**THE PROBLEM**
Return each line of the items below that contains the word "white", reproducing every such line in full.

-- Begin EXTRACTED ENTRIES --

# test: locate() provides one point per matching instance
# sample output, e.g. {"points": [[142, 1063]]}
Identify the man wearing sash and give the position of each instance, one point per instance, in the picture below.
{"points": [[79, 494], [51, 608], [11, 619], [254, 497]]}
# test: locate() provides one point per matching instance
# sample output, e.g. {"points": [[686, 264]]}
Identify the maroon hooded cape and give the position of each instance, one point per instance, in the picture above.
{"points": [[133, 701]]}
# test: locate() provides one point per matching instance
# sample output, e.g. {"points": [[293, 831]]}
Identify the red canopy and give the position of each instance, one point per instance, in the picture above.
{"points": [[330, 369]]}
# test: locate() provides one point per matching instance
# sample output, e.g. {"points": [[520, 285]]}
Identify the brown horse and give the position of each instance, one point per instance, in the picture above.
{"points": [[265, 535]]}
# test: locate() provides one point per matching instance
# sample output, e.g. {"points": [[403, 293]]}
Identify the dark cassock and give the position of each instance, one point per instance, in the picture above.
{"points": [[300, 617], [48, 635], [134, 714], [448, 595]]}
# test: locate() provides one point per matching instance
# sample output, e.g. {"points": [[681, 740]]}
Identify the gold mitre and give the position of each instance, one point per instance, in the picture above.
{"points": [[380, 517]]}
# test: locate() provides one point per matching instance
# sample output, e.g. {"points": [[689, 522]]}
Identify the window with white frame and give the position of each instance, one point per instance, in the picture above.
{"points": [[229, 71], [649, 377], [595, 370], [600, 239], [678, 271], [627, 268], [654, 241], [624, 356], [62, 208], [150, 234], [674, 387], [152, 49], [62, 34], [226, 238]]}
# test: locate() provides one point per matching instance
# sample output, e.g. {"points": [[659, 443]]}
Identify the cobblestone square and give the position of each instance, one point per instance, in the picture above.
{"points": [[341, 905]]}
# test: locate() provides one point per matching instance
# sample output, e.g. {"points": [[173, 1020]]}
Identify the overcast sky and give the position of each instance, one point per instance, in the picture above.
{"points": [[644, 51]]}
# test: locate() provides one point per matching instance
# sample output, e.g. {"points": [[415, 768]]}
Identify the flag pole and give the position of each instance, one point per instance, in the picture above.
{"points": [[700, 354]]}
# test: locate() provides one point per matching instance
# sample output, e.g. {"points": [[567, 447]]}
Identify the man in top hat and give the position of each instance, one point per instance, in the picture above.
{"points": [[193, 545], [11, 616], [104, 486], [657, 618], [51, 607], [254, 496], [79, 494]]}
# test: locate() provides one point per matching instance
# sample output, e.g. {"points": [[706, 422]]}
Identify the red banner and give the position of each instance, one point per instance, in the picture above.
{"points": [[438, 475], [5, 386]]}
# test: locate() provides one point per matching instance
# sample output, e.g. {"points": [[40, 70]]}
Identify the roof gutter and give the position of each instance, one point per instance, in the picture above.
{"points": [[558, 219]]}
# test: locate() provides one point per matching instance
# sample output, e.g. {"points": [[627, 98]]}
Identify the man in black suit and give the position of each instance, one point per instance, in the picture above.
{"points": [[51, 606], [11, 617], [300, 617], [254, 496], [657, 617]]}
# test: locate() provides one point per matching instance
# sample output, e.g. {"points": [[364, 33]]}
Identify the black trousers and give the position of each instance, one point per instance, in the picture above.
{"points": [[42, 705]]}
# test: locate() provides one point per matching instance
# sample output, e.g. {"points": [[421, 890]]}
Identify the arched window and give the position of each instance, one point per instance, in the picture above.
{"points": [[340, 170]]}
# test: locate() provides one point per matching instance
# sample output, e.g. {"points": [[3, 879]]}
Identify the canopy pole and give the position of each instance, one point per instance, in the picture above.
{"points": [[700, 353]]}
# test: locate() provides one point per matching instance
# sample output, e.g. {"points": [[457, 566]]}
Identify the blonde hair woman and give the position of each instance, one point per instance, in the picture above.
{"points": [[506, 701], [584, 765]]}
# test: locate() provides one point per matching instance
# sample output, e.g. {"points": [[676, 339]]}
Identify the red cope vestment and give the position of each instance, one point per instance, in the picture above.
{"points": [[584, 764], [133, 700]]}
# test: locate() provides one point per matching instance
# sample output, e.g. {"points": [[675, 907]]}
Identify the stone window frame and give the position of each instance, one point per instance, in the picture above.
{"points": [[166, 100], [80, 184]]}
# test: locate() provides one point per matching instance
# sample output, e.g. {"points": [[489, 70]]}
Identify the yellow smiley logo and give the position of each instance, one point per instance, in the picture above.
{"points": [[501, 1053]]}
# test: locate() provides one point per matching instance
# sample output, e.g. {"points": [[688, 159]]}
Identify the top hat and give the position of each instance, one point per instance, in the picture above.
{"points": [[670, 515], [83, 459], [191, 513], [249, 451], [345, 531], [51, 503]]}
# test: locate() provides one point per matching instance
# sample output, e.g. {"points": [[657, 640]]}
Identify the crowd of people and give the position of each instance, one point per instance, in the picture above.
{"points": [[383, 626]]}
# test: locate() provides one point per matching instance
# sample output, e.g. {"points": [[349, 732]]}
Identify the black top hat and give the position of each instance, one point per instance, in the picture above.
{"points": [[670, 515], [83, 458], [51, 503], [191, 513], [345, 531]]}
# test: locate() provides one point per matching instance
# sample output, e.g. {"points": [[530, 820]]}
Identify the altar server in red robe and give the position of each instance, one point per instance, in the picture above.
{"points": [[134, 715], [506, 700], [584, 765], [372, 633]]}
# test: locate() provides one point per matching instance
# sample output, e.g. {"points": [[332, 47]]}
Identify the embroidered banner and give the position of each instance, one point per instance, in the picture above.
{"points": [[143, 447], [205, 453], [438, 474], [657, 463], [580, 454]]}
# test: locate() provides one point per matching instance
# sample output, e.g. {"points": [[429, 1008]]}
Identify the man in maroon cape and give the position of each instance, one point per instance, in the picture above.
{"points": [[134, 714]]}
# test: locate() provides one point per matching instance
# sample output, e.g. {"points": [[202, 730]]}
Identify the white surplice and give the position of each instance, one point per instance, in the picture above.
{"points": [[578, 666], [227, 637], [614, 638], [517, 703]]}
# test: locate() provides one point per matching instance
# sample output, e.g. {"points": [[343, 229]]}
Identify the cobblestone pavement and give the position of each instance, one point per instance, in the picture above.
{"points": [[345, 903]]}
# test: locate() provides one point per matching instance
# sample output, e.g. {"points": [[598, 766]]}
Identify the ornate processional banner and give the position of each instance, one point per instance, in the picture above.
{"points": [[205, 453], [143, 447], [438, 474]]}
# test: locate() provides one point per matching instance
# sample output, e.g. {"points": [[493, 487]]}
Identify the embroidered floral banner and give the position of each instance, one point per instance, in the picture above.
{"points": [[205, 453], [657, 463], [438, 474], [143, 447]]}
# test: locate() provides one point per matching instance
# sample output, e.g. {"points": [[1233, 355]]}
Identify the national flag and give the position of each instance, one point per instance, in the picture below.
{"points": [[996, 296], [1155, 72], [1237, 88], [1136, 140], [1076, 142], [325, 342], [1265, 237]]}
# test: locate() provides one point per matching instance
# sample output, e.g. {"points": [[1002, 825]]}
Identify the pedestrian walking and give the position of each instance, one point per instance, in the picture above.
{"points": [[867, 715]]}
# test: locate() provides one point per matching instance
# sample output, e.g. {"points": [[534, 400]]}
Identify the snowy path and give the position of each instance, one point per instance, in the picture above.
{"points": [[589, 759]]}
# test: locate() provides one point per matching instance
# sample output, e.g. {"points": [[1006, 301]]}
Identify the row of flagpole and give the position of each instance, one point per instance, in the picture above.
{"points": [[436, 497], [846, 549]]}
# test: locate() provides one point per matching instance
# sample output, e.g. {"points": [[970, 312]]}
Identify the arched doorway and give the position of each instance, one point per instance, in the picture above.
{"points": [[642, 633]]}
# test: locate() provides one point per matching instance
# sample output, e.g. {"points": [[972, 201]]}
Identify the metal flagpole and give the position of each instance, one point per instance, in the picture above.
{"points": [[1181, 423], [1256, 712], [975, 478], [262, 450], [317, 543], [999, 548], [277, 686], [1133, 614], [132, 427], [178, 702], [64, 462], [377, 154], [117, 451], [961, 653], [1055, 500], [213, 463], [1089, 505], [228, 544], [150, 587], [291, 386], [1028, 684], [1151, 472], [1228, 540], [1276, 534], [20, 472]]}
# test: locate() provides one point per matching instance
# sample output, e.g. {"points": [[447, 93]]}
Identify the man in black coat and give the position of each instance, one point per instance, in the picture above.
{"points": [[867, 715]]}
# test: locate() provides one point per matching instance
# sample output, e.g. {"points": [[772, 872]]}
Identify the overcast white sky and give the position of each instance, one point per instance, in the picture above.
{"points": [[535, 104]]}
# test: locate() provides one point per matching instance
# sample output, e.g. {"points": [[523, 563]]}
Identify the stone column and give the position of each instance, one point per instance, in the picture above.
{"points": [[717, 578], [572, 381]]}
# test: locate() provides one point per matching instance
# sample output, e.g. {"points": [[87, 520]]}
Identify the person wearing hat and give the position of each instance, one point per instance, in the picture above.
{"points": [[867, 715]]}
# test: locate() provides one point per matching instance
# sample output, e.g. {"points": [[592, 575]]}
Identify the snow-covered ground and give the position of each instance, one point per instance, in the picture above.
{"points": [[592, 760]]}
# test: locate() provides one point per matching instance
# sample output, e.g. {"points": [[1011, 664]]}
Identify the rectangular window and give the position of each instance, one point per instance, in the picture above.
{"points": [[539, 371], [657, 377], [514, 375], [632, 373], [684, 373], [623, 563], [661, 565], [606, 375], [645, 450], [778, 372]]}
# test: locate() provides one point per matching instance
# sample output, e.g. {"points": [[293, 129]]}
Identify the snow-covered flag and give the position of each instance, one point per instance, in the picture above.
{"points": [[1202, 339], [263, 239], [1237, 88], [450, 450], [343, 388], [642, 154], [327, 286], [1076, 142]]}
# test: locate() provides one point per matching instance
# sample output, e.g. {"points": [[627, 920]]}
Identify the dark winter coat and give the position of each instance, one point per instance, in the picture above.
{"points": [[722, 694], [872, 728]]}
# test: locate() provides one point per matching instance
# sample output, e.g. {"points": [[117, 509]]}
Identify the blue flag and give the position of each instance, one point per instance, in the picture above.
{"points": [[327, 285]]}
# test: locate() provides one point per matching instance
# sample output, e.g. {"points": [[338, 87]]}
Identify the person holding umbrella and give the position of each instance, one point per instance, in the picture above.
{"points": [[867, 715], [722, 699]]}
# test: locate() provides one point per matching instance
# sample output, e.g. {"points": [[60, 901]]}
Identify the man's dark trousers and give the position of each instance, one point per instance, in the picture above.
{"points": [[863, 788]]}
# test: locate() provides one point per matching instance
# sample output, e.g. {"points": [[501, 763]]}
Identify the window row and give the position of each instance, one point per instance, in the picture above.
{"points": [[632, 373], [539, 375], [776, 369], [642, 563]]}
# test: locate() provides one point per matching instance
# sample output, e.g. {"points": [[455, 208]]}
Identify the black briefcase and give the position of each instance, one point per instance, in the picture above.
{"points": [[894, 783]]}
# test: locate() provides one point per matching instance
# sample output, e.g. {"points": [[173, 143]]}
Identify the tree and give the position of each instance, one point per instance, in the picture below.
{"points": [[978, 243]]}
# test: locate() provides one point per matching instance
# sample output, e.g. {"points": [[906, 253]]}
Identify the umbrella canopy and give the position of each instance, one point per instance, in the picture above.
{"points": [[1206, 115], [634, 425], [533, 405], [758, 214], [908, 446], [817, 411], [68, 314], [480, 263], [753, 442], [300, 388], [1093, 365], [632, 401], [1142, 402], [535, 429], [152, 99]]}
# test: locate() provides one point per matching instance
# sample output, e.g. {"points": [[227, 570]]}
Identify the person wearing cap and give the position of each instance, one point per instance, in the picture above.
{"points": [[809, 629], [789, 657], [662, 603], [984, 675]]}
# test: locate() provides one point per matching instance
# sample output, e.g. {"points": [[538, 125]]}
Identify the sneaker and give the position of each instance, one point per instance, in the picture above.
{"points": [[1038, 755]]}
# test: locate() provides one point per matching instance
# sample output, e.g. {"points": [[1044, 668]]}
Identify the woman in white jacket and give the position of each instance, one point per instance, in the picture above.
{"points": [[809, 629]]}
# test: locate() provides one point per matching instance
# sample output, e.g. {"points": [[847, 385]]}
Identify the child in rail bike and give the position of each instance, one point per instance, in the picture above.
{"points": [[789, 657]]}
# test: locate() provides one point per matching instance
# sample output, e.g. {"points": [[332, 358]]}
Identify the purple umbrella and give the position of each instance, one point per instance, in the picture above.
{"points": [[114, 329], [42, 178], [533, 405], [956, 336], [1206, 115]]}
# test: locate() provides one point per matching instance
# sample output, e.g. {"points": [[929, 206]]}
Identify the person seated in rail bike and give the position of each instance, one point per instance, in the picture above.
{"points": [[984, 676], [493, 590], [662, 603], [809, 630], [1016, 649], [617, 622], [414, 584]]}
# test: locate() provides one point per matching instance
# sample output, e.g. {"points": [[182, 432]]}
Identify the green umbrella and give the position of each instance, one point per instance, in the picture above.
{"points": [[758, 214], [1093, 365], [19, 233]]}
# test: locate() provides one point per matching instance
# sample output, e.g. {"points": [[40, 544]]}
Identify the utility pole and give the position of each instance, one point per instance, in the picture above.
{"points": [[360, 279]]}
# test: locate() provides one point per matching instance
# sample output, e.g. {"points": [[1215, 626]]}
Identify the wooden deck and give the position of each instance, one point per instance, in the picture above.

-- End EXTRACTED ENTRIES --

**FINISHED ANSWER**
Identify the window with white frame and give the position of each instance, one point per instance, in the picture above.
Identify the white surplice and give the position of each instance, one point per instance, in the picture above.
Identify the overcast white sky and give the position of each instance, one point per instance, in the picture above.
Identify the woman in white jacket and give the position of each instance, one point per instance, in the picture above.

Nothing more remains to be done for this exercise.